#### Trecho fornecido:
····················

O Estado de S. Paulo
Não é um mal em si permitir o rompimento da meta de primário, desde que a sanção seja de fato boa para produzir maior controle de gastos
O novo arcabouço fiscal nasceu pelo Projeto
de Lei Complementar (PLP) n.º 93, de 2023. O plano é bom e poderá ajudar a
melhorar as contas públicas. Contudo, há uma série de aprimoramentos que
poderiam deixar o controle de gastos mais efetivo e reforçar a proposta
apresentada pela equipe econômica.
A regra de gastos do PLP n.º 93 baseia-se
na evolução das receitas líquidas de transferências a Estados e municípios,
descontando-se também os recursos de dividendos pagos por estatais, a
arrecadação de concessões e os royalties.

····················

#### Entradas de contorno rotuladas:
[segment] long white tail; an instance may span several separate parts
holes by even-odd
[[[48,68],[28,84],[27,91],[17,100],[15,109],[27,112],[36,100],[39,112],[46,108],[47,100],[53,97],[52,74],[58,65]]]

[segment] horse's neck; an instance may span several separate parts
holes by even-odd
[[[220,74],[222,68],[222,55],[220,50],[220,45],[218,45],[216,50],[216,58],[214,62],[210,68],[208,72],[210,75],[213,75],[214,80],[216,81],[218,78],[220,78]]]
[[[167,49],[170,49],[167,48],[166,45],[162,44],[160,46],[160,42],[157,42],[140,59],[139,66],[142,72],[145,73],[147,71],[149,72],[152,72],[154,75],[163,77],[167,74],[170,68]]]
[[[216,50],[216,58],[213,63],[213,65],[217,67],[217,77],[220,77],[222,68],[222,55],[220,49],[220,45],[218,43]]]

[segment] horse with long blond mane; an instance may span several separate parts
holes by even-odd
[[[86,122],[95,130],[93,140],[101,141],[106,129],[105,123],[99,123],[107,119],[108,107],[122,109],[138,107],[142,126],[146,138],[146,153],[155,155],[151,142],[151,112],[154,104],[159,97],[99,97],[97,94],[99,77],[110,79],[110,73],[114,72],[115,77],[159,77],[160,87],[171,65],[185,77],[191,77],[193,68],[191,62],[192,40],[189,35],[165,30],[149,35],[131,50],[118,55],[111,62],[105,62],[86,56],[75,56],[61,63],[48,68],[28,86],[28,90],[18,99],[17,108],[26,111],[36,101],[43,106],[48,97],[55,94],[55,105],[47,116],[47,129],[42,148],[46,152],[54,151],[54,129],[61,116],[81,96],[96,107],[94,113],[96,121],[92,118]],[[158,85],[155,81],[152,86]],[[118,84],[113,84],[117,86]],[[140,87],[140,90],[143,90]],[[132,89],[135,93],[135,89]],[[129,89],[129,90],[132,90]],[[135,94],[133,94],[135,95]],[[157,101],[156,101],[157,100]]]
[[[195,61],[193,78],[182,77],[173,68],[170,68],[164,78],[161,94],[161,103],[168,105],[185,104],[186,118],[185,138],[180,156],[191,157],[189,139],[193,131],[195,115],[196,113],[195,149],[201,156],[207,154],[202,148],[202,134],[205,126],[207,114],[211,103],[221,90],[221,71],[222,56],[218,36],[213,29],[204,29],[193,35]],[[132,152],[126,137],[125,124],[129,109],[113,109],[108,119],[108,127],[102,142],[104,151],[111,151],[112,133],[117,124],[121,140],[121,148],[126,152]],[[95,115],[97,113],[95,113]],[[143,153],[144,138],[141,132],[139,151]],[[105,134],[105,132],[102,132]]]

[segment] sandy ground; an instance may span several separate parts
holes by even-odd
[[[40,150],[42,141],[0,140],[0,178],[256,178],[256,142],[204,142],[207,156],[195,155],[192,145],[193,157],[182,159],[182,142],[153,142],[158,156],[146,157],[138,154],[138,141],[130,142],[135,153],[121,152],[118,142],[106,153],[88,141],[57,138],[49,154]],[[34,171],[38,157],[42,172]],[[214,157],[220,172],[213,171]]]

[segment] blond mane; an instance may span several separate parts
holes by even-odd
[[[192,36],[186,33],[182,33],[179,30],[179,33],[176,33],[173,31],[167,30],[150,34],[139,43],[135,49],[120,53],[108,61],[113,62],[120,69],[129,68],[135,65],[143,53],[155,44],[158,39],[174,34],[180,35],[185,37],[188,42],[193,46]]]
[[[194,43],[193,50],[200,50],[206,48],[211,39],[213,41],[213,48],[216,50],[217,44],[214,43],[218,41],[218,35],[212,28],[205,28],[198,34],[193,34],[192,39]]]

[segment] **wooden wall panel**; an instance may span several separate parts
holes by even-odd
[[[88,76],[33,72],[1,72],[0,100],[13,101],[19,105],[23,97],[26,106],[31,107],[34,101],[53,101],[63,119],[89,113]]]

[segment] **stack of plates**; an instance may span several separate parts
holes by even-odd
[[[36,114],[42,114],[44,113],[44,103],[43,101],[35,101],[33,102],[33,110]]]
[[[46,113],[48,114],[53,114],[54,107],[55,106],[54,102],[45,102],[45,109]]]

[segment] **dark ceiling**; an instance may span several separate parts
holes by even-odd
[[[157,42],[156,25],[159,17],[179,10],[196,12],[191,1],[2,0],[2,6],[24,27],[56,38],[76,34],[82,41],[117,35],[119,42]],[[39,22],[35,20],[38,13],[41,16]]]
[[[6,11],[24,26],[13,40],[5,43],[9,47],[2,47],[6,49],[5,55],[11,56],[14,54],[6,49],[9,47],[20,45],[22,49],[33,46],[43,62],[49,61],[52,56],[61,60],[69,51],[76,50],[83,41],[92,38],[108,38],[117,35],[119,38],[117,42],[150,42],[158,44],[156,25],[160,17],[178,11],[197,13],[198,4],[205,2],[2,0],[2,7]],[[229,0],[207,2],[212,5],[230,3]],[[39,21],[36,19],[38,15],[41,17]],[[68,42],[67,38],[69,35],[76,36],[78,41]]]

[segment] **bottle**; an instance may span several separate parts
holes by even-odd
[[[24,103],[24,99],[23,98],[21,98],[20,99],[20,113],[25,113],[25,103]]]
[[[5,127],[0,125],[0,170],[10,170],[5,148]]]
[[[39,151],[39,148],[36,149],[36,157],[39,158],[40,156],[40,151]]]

····················

#### O que fazer:
(1) Segundo o texto sobre o arcabouço fiscal, por qual projeto de lei nasceu o novo arcabouço?
(2) Edite o texto sobre o arcabouço fiscal no trecho que vai de "O Estado de" até "e os royalties.", trocando "equipe econômica" por "área econômica".

#### Respostas por tarefa:
(1) Pelo Projeto de Lei Complementar (PLP) n.º 93, de 2023.

(2)
O Estado de S. Paulo
Não é um mal em si permitir o rompimento da meta de primário, desde que a sanção seja de fato boa para produzir maior controle de gastos
O novo arcabouço fiscal nasceu pelo Projeto
de Lei Complementar (PLP) n.º 93, de 2023. O plano é bom e poderá ajudar a
melhorar as contas públicas. Contudo, há uma série de aprimoramentos que
poderiam deixar o controle de gastos mais efetivo e reforçar a proposta
apresentada pela área econômica.
A regra de gastos do PLP n.º 93 baseia-se
na evolução das receitas líquidas de transferências a Estados e municípios,
descontando-se também os recursos de dividendos pagos por estatais, a
arrecadação de concessões e os royalties.